» **GOAL**: Exactly reproduce each line of the listing that follows.
─── RECORD EXCERPTS ───
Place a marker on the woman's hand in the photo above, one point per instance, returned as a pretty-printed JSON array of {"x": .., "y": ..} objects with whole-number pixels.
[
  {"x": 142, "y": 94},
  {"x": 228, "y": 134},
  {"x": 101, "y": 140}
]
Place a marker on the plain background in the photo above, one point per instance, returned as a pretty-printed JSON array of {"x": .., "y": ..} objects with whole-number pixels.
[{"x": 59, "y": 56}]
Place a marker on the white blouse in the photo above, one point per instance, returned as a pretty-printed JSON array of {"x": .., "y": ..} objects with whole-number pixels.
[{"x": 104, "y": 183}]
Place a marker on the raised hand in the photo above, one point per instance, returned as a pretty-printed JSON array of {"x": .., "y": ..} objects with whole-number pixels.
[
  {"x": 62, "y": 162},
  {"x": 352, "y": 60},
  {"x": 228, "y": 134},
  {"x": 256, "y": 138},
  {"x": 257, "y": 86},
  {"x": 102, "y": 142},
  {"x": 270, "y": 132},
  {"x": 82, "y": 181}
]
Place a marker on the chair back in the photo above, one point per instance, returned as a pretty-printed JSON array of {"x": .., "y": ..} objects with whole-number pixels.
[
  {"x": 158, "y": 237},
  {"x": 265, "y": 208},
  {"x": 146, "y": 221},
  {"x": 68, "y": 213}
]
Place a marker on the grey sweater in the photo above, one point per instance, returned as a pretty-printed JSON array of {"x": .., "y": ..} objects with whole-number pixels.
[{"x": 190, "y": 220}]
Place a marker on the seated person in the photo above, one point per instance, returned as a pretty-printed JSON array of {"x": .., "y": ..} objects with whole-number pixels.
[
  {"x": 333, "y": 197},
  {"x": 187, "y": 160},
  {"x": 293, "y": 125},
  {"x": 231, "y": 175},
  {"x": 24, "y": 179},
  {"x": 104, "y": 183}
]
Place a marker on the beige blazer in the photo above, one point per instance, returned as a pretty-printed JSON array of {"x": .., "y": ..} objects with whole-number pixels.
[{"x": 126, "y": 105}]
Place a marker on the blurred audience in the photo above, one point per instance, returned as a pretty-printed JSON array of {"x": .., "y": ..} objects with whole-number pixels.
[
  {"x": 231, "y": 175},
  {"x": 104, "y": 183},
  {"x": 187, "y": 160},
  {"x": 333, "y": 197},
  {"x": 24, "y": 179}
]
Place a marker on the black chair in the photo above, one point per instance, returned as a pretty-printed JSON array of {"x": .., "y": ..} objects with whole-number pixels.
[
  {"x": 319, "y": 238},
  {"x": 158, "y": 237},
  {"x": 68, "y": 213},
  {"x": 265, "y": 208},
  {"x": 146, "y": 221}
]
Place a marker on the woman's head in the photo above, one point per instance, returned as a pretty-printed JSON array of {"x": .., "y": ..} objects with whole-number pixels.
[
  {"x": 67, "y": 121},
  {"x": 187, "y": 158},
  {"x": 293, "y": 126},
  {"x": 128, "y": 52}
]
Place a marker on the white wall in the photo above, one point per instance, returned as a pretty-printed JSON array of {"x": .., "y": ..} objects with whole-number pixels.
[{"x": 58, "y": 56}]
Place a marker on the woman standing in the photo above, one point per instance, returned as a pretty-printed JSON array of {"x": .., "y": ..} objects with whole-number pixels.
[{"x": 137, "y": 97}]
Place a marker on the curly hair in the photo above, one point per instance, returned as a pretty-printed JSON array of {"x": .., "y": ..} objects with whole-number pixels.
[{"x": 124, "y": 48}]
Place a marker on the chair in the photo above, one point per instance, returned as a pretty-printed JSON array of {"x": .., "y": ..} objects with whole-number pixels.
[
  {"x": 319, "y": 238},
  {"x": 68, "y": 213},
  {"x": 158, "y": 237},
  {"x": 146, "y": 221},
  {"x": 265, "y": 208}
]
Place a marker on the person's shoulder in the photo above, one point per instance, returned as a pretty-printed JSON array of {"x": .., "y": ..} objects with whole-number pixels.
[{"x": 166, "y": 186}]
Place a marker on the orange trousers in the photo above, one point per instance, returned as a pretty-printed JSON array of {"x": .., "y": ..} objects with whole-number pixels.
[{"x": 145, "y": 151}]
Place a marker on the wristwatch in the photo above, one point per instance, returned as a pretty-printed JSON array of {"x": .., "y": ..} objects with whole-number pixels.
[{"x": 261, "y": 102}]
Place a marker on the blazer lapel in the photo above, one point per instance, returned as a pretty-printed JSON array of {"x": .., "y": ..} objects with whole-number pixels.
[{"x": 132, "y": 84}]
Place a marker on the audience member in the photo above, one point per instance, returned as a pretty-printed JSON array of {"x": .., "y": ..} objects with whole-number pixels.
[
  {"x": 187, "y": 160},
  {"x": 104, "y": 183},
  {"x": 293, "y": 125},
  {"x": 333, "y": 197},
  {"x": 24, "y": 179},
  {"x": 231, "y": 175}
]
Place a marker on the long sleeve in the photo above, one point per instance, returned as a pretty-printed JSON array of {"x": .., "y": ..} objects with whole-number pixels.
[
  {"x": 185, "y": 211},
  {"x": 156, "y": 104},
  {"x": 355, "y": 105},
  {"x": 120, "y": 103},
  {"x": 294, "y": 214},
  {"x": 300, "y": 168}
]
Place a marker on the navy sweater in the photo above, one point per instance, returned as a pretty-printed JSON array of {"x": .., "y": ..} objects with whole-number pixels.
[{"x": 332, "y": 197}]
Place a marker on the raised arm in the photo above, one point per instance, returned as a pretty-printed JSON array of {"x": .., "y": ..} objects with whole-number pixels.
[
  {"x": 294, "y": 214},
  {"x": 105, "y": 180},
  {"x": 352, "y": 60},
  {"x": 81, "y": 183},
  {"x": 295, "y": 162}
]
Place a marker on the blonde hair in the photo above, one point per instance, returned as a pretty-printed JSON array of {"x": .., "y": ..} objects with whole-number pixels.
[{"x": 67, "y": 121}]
───
» **EXERCISE RESPONSE**:
Place a marker on the woman's hand in the photo above, one point per instance, returned as a pretty-printed JSON array of {"x": .., "y": ..} objects with whole-number pixels.
[
  {"x": 142, "y": 94},
  {"x": 228, "y": 134},
  {"x": 101, "y": 140}
]
Place a marker on the plain background in the photo above, one point per instance, returned as a pretty-printed JSON array of {"x": .., "y": ..} objects with whole-number pixels.
[{"x": 59, "y": 56}]
Place a marker on the white blouse in the photo above, one point per instance, returned as a pretty-printed JSON array of {"x": .., "y": ..} objects with whole-number pixels.
[{"x": 104, "y": 183}]
Place a marker on the raised hand in the photo above, one point per instance, returned as a pretty-printed JSON array of {"x": .., "y": ..} objects with whole-number pixels.
[
  {"x": 62, "y": 162},
  {"x": 352, "y": 60},
  {"x": 228, "y": 134},
  {"x": 256, "y": 138},
  {"x": 257, "y": 86},
  {"x": 102, "y": 142},
  {"x": 270, "y": 132},
  {"x": 82, "y": 181}
]
Place a marker on the chair back in the photo above, one point per instance, returned as a pretty-printed JSON array of {"x": .., "y": ..} objects with whole-number pixels.
[
  {"x": 158, "y": 237},
  {"x": 265, "y": 208},
  {"x": 146, "y": 221},
  {"x": 68, "y": 213}
]
Place a marker on the grey sweater in the photo above, one point per instance, returned as a pretty-printed JSON array of {"x": .., "y": ..} objects with whole-number pixels.
[{"x": 190, "y": 220}]
Place a marker on the seated person in the photo above, one point per instance, returned as a pretty-printed JSON array of {"x": .., "y": ..} objects with whole-number pixels.
[
  {"x": 333, "y": 197},
  {"x": 187, "y": 160},
  {"x": 293, "y": 125},
  {"x": 231, "y": 175},
  {"x": 24, "y": 179},
  {"x": 104, "y": 183}
]
Place a marker on the beige blazer in the photo above, one point per instance, returned as a pretty-printed JSON array of {"x": .., "y": ..} objects with whole-number pixels.
[{"x": 126, "y": 105}]
Place a marker on the blurred audience in the photo above, one point per instance, returned as a pretty-printed JSON array of {"x": .., "y": ..} objects with whole-number pixels.
[
  {"x": 231, "y": 175},
  {"x": 104, "y": 183},
  {"x": 187, "y": 160},
  {"x": 333, "y": 197},
  {"x": 24, "y": 179}
]
Place a marker on the black chair in the photo above, one point per instance, returned as a pretty-printed JSON array of {"x": .., "y": ..} objects with whole-number pixels.
[
  {"x": 319, "y": 238},
  {"x": 158, "y": 237},
  {"x": 68, "y": 213},
  {"x": 265, "y": 208},
  {"x": 146, "y": 221}
]
Place a marker on the woman's head in the photo above, one point per instance, returned as a pretty-printed JSON array of {"x": .., "y": ..} objects with whole-number pixels.
[
  {"x": 67, "y": 121},
  {"x": 187, "y": 158},
  {"x": 293, "y": 126},
  {"x": 128, "y": 52}
]
Place a marker on the white wall in the photo above, one point per instance, returned as a pretty-printed JSON array of {"x": .., "y": ..} objects with whole-number pixels.
[{"x": 58, "y": 56}]
Place a marker on the woman standing in the photo above, one point per instance, returned as a pretty-printed JSON array of {"x": .., "y": ..} objects with whole-number pixels.
[{"x": 137, "y": 97}]
Place a marker on the curly hair in the photo above, one point per instance, returned as a pretty-printed JSON array of {"x": .., "y": ..} objects with whole-number pixels.
[{"x": 124, "y": 48}]
Place a marker on the chair in the photo above, one point per instance, returned as a pretty-printed JSON array of {"x": .., "y": ..} objects with whole-number pixels.
[
  {"x": 319, "y": 238},
  {"x": 68, "y": 213},
  {"x": 158, "y": 237},
  {"x": 146, "y": 221},
  {"x": 265, "y": 208}
]
Place a marker on the person's shoulder in the photo above, one point per instance, returned as a pretty-printed JSON array of {"x": .., "y": ..} objects with whole-number pixels.
[{"x": 166, "y": 186}]
Place a marker on the orange trousers in the photo above, one point per instance, returned as a pretty-printed JSON array of {"x": .., "y": ..} objects with whole-number pixels.
[{"x": 145, "y": 151}]
Place a marker on the wristwatch in the photo above, one point per instance, returned as a pretty-printed JSON array of {"x": .., "y": ..} objects with whole-number pixels.
[{"x": 261, "y": 102}]
Place a marker on the blazer lapel in the photo above, one point per instance, returned as a pretty-printed JSON array of {"x": .., "y": ..} objects with whole-number pixels.
[{"x": 132, "y": 84}]
Place a marker on the audience member in the photo above, one point per instance, returned as a pretty-printed JSON array of {"x": .., "y": ..} objects with whole-number pixels.
[
  {"x": 187, "y": 160},
  {"x": 104, "y": 183},
  {"x": 293, "y": 125},
  {"x": 333, "y": 197},
  {"x": 24, "y": 179},
  {"x": 231, "y": 175}
]
Place a marker on the long sleeve in the photo above, one point per instance, returned as a pretty-printed JSON array of {"x": .., "y": ..} objects with whole-number pixels.
[
  {"x": 185, "y": 211},
  {"x": 156, "y": 104},
  {"x": 355, "y": 105},
  {"x": 120, "y": 103},
  {"x": 294, "y": 214},
  {"x": 300, "y": 168}
]
Place a marker on the navy sweater in the photo above, one point per instance, returned as a pretty-printed JSON array of {"x": .., "y": ..} objects with whole-number pixels.
[{"x": 332, "y": 197}]
Place a marker on the raised arm in the photo above, one point per instance, returned as a pretty-printed JSON array of {"x": .., "y": ..} objects with whole-number pixels.
[
  {"x": 294, "y": 214},
  {"x": 105, "y": 180},
  {"x": 352, "y": 60},
  {"x": 81, "y": 183},
  {"x": 295, "y": 162}
]
Place a marker on the blonde hair in the photo above, one point per instance, returned as a pretty-printed JSON array of {"x": .., "y": ..} objects with whole-number pixels.
[{"x": 67, "y": 121}]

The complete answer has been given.